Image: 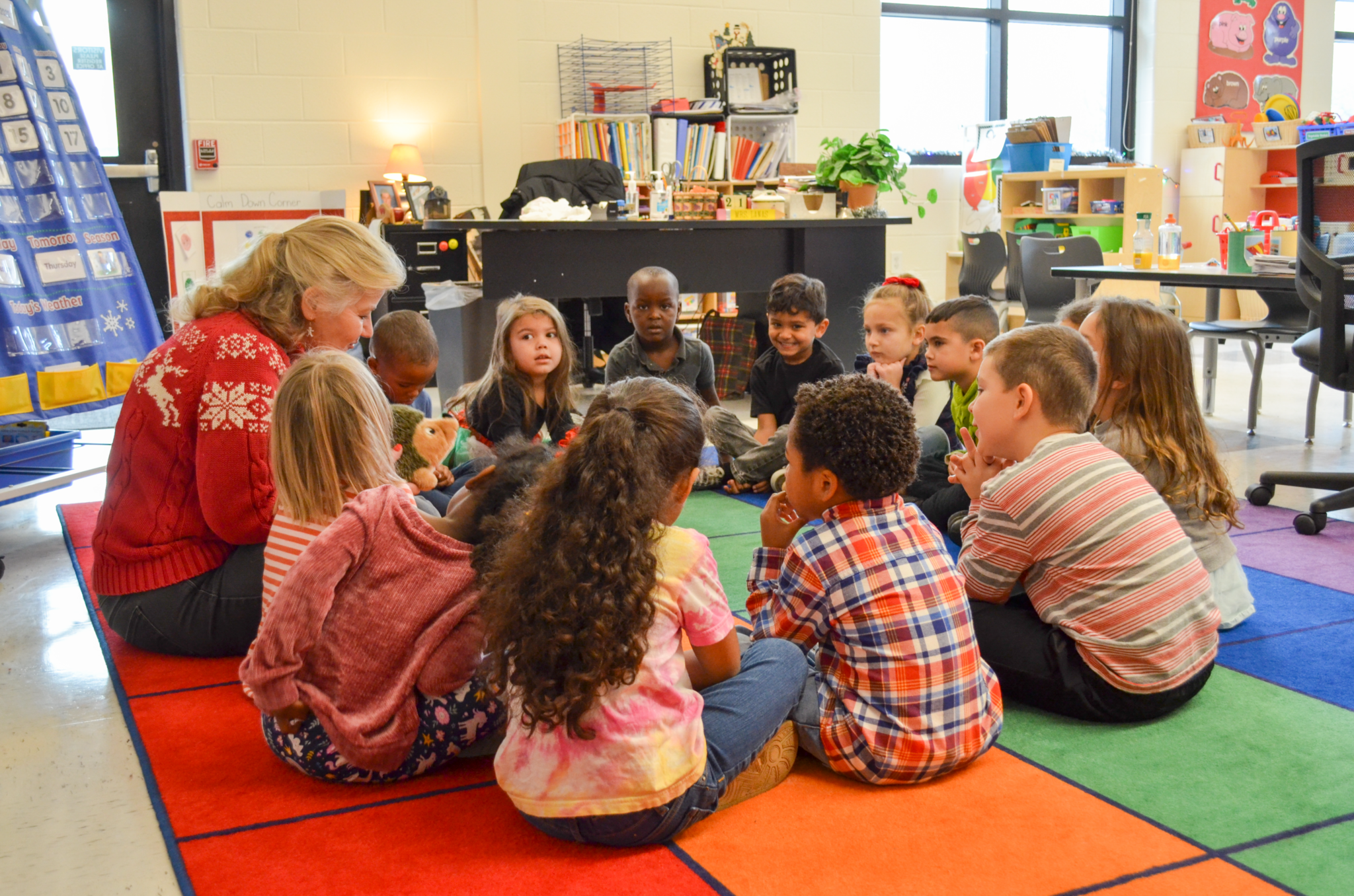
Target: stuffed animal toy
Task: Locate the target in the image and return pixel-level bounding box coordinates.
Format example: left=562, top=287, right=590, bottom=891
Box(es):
left=1265, top=1, right=1302, bottom=67
left=390, top=404, right=459, bottom=492
left=1204, top=72, right=1251, bottom=108
left=1208, top=9, right=1255, bottom=59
──────────────────────────────
| Your objective |
Rewrite the material with "stuffed animal toy" replaced by "plush teddy bear" and everything else unchanged. Leave out the picture.

| Reply to the task |
Image: 
Target: plush teddy bear
Task: Locate the target in the image and return pixel-level bounding box coordinates.
Format example: left=562, top=287, right=590, bottom=891
Box(es):
left=1265, top=1, right=1302, bottom=67
left=390, top=404, right=459, bottom=492
left=1204, top=72, right=1251, bottom=108
left=1208, top=9, right=1255, bottom=59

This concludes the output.